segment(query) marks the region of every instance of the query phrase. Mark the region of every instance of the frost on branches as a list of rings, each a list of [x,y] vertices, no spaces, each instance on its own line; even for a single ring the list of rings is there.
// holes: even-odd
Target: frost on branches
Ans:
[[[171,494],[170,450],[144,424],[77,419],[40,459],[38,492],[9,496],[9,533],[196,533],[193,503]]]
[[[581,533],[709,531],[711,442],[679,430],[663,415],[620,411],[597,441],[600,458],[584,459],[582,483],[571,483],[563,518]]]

BRIEF: Rewrite the entries above, changing "frost on branches" to "rime on branches" wherever it appears and leaving everything else the same.

TASK ANSWER:
segment(query) marks the region of every instance of the query phrase. Mark the region of every instance of the rime on branches as a list of rings, each a list of [x,y] vertices, no spaces, each instance on its own line; even for a single ring the list of rings is there.
// holes: even-odd
Target: rime on branches
Ans:
[[[171,494],[170,450],[144,424],[77,419],[40,459],[38,492],[9,496],[9,533],[196,533],[193,503]]]
[[[581,533],[709,531],[711,442],[679,430],[663,415],[620,411],[597,441],[600,458],[584,459],[582,483],[571,483],[563,518]]]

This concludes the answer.